◆ Do this
Copy every line of the material below without changing a single character.

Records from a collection
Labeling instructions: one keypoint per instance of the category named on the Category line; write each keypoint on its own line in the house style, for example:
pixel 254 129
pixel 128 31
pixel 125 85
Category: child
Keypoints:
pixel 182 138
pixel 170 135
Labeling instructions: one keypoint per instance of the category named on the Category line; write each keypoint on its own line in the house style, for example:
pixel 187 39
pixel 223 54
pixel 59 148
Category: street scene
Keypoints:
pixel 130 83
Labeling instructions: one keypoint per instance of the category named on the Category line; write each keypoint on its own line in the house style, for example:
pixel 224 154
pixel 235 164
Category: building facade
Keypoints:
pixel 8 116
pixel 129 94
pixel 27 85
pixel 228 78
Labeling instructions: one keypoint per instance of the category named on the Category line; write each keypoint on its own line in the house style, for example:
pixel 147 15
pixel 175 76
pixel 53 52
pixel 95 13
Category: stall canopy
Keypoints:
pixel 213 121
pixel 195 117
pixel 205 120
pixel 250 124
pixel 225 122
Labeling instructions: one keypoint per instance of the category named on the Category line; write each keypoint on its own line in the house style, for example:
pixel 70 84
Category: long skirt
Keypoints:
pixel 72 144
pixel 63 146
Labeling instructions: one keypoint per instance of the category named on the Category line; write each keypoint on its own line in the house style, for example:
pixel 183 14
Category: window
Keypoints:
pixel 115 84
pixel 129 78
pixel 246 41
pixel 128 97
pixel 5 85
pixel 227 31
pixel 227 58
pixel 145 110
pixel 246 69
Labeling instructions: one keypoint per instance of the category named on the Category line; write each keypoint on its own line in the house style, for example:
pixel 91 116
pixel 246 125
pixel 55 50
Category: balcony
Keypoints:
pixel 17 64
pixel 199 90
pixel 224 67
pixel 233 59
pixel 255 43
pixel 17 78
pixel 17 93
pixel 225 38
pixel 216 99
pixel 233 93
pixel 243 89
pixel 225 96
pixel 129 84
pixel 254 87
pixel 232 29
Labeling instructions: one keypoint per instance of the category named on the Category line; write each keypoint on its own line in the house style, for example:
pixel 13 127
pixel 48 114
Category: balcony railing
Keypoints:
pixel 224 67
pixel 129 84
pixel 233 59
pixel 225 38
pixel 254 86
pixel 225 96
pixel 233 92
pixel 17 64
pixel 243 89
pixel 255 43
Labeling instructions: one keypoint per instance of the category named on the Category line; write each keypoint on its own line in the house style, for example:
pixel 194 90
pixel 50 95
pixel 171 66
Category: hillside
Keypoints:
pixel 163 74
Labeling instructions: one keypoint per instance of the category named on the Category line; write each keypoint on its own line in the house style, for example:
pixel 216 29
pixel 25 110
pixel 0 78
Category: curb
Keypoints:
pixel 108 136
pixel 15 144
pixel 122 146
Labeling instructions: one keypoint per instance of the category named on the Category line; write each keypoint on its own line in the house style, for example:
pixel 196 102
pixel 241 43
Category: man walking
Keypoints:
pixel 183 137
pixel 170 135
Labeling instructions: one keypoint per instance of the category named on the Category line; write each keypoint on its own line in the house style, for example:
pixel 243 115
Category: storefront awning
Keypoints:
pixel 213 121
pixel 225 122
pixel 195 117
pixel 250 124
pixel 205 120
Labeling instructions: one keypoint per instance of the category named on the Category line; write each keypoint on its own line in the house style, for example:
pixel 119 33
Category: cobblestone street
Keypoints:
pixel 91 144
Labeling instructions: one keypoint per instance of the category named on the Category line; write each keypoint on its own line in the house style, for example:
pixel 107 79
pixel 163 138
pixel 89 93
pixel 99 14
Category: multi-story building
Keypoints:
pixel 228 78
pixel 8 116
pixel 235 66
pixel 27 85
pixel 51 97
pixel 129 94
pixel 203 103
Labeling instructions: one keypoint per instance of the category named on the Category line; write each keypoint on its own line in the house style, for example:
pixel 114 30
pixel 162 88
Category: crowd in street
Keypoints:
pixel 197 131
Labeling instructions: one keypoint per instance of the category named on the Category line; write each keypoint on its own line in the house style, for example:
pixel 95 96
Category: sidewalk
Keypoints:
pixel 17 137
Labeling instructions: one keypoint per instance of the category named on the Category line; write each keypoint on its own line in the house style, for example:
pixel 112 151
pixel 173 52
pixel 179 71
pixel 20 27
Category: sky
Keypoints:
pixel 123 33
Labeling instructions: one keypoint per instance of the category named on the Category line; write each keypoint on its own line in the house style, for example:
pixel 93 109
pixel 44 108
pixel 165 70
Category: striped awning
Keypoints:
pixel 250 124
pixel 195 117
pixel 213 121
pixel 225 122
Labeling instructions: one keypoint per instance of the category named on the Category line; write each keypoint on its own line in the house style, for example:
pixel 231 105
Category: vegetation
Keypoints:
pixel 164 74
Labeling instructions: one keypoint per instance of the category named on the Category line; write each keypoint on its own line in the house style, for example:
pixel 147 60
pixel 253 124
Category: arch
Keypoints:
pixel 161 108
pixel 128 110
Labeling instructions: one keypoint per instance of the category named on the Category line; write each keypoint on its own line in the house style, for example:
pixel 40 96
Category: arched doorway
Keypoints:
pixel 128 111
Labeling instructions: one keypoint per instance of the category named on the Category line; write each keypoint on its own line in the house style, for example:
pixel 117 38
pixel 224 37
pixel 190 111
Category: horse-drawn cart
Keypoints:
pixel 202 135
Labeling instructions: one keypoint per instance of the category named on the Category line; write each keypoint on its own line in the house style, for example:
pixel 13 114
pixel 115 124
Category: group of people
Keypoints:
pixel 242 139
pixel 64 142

◆ Problem solution
Labeling instructions: one keypoint per instance of the category named on the Category line; write each keypoint on its own line in the house style, for example:
pixel 254 129
pixel 128 31
pixel 125 85
Category: child
Keypoints:
pixel 182 138
pixel 170 135
Labeling instructions: one keypoint per instance of the category named on the Category line; write each keypoint on its own line in the house style, for example:
pixel 187 39
pixel 223 54
pixel 59 148
Category: street scene
Keypoints:
pixel 130 83
Labeling instructions: one keypoint per instance of the category named on the Category line; write each keypoint on its own line in the house style, for example:
pixel 224 154
pixel 235 164
Category: building facade
Keypoints:
pixel 8 116
pixel 129 94
pixel 27 85
pixel 228 78
Labeling instructions: one keypoint per instance of the category named on the Category line; write each keypoint on its own line in the house style, for example:
pixel 147 15
pixel 175 76
pixel 53 52
pixel 95 13
Category: stall canopy
Keypoints:
pixel 213 121
pixel 195 117
pixel 205 120
pixel 250 124
pixel 225 122
Labeling instructions: one keypoint per instance of the category named on the Category line; write each keypoint on its own line in the house style, for example:
pixel 70 84
Category: long skirt
Keypoints:
pixel 72 144
pixel 63 146
Labeling instructions: one keypoint per instance of the category named on the Category line; write each keypoint on its own line in the house style, for example:
pixel 183 14
Category: window
Keypoints:
pixel 115 84
pixel 129 78
pixel 246 41
pixel 128 97
pixel 5 85
pixel 227 31
pixel 227 58
pixel 145 110
pixel 246 69
Labeling instructions: one keypoint per instance of the category named on the Category line; write each keypoint on its own line in the house style, for example:
pixel 91 116
pixel 246 125
pixel 55 50
Category: balcony
Keypoints:
pixel 17 64
pixel 199 90
pixel 224 67
pixel 233 59
pixel 255 43
pixel 17 78
pixel 17 93
pixel 225 38
pixel 216 99
pixel 233 93
pixel 243 89
pixel 225 96
pixel 129 84
pixel 254 87
pixel 232 29
Labeling instructions: one keypoint per instance of the category named on the Category line; write each keypoint on its own line in the house style, for example:
pixel 13 127
pixel 48 114
Category: balcony railing
Keypoints:
pixel 224 67
pixel 129 84
pixel 233 59
pixel 225 38
pixel 254 86
pixel 225 96
pixel 233 92
pixel 17 64
pixel 243 89
pixel 255 43
Labeling instructions: one keypoint per instance of the category named on the Category line; write each keypoint on its own line in the house style, for example:
pixel 194 90
pixel 50 95
pixel 171 66
Category: hillside
Keypoints:
pixel 163 74
Labeling instructions: one keypoint per instance of the category named on the Category line; write each keypoint on its own line in the house style, for example:
pixel 216 29
pixel 25 110
pixel 0 78
Category: curb
Keypoints:
pixel 108 136
pixel 15 144
pixel 122 146
Labeling instructions: one keypoint per instance of the category named on the Category line; write each keypoint on its own line in the house style, for example:
pixel 196 102
pixel 241 43
Category: man walking
Keypoints:
pixel 183 137
pixel 170 135
Labeling instructions: one keypoint per instance of the category named on the Category line; write each keypoint on its own line in the house style, for example:
pixel 243 115
Category: storefront awning
Keypoints:
pixel 213 121
pixel 225 122
pixel 195 117
pixel 250 124
pixel 205 120
Labeling instructions: one keypoint per instance of the category named on the Category line; write each keypoint on its own line in the house style, for example:
pixel 119 33
Category: cobblestone street
Keypoints:
pixel 91 144
Labeling instructions: one keypoint per instance of the category named on the Category line; write each keypoint on its own line in the house style, for example:
pixel 107 79
pixel 163 138
pixel 89 93
pixel 99 14
Category: multi-story building
Keypoints:
pixel 228 78
pixel 8 116
pixel 235 66
pixel 27 85
pixel 51 97
pixel 129 94
pixel 203 103
Labeling instructions: one keypoint per instance of the category named on the Category line; write each keypoint on its own line in the house style, for example:
pixel 114 30
pixel 162 88
Category: crowd in street
Keypoints:
pixel 197 131
Labeling instructions: one keypoint per instance of the category named on the Category line; write each keypoint on its own line in the house style, for example:
pixel 95 96
Category: sidewalk
Keypoints:
pixel 17 137
Labeling instructions: one keypoint per instance of the category named on the Category line; write each keypoint on its own line in the house style, for example:
pixel 112 151
pixel 173 52
pixel 179 71
pixel 20 27
Category: sky
Keypoints:
pixel 123 33
Labeling instructions: one keypoint per instance of the category named on the Category line; write each keypoint on its own line in the house style, for example:
pixel 93 109
pixel 44 108
pixel 165 70
Category: striped awning
Keypoints:
pixel 250 124
pixel 195 117
pixel 213 121
pixel 225 122
Labeling instructions: one keypoint per instance of the category named on the Category line; write each keypoint on its own line in the house style, for example:
pixel 231 105
Category: vegetation
Keypoints:
pixel 164 74
Labeling instructions: one keypoint per instance of the category named on the Category line; write each keypoint on its own line in the house style, for example:
pixel 147 60
pixel 253 124
Category: arch
Keypoints:
pixel 161 108
pixel 128 110
Labeling instructions: one keypoint per instance of the category named on the Category line; write each keypoint on its own line in the house style, for example:
pixel 40 96
Category: arched doorway
Keypoints:
pixel 128 111
Labeling instructions: one keypoint per instance of the category named on the Category line; write each keypoint on its own line in the house style, for example:
pixel 117 38
pixel 224 37
pixel 190 111
Category: horse-drawn cart
Keypoints:
pixel 202 135
Labeling instructions: one keypoint per instance of the category named on the Category line; write each keypoint on its own line in the house style, for example:
pixel 13 114
pixel 115 124
Category: group of people
Keypoints:
pixel 242 139
pixel 64 142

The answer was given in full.